*Given passage*
Allow me to use a personal illustration from a few weeks ago, when I sat down to have a conversation with an INFP. I asked her a simple question: how are you winding up with 22 people at your Christmas dinner? 

To answer that question, she started out fine -- she mentioned a handful of names of people who were coming, then started into another person, but derailed the conversation to tell me their back story, and why they were alienated from their family, and then went from there down a rabbit trail about some other thing.

10 minutes later, as I listen to this fount of random information, I still have no answer to my question, so I drag her and our conversation back on track. 

High Ne users do this. It's EVEN MORE obvious with Ne-doms because they ramble all over the place.

You want Ne-dom in writing? Victor Hugo, who starts out with a story, then descends into the history of the Paris sewer system and who built it and why, and then remembers oh, I'm writing fiction and goes back to his characters. 

An INFP I know who sometimes asks me to help her type characters also does this; I will have to skim through a large paragraph of text to reach her point.

That is what it is like, talking to Ne-dom/auxes, in my experience. In writing, they are not much different. They go down rabbit trails on a routine basis, lose their train of thought, pick up on a random thread, and are disjointed.

*Extracted entries*
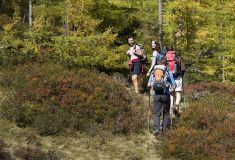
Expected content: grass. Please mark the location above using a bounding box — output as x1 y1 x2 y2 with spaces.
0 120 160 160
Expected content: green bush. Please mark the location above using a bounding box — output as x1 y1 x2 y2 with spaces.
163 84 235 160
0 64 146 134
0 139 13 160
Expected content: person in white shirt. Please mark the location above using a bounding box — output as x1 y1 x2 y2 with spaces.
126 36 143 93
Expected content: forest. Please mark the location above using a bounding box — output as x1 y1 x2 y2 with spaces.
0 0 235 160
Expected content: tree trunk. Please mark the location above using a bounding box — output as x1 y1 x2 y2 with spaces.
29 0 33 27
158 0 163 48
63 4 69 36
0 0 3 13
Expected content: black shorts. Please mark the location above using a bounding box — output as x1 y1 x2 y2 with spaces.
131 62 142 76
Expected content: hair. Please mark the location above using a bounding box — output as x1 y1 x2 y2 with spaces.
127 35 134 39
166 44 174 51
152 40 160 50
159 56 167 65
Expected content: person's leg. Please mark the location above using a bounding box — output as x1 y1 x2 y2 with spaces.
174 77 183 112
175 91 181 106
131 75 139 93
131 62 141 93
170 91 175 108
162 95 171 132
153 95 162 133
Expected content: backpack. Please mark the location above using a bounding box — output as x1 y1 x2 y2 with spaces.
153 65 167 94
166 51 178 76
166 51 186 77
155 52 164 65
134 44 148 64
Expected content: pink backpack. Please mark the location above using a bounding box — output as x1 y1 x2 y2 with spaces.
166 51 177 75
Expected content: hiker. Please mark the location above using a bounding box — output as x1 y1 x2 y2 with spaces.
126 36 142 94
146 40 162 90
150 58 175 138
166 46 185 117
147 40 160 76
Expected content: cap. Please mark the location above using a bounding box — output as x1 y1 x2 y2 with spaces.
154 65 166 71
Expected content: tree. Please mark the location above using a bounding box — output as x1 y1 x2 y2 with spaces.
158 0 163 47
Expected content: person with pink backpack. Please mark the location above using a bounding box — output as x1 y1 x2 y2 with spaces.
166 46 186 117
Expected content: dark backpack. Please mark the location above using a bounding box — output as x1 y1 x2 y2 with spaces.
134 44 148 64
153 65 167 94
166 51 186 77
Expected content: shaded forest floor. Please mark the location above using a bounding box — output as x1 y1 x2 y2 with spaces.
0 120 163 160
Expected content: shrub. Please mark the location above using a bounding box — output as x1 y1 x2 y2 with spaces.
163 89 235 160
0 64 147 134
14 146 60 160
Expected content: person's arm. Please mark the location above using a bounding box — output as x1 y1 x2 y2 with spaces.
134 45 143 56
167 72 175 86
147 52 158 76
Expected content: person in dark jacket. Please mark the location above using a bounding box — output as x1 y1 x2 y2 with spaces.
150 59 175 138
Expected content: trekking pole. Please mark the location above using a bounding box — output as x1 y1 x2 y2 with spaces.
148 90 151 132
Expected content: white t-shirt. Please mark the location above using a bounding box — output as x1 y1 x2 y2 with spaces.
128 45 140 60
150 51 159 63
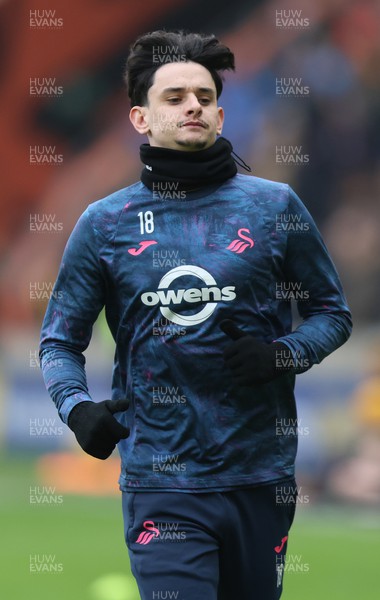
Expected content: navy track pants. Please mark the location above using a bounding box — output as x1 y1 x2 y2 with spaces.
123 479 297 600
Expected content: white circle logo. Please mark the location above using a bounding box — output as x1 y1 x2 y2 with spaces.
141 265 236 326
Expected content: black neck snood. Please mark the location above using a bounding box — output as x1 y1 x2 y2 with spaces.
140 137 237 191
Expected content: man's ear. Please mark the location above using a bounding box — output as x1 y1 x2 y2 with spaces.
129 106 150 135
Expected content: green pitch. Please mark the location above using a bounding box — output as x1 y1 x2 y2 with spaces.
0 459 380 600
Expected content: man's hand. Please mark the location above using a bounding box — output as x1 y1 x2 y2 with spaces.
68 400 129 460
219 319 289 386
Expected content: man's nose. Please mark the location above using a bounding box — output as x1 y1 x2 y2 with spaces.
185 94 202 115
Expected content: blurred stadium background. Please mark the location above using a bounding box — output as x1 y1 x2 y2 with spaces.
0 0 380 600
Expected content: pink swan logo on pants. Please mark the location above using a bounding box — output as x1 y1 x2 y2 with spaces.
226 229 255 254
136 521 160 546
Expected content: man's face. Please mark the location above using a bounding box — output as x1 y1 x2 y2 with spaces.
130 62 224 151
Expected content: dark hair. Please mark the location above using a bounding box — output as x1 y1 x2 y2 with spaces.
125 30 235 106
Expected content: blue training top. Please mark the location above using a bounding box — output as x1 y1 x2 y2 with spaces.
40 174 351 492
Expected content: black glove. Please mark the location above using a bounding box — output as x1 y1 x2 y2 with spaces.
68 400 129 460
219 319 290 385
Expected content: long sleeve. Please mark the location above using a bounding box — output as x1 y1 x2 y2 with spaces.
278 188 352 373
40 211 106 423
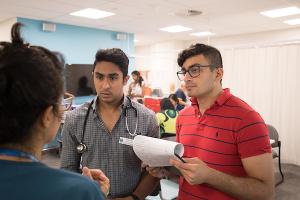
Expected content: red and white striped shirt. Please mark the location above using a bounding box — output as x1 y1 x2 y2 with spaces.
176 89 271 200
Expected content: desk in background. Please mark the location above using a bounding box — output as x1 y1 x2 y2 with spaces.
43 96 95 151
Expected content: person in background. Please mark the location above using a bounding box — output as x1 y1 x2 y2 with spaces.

*Required tasks*
- a) Reproduce the part of the post about Ne users that opens with the words containing "Allow me to" and closes with "your Christmas dinner?".
- b) According to the post about Ne users, why is the habit of going off track even more obvious with Ne-doms? Answer in one to three sentences.

*Answers given*
- a)
Allow me to use a personal illustration from a few weeks ago, when I sat down to have a conversation with an INFP. I asked her a simple question: how are you winding up with 22 people at your Christmas dinner?

- b) It is more obvious with Ne-doms because they ramble all over the place.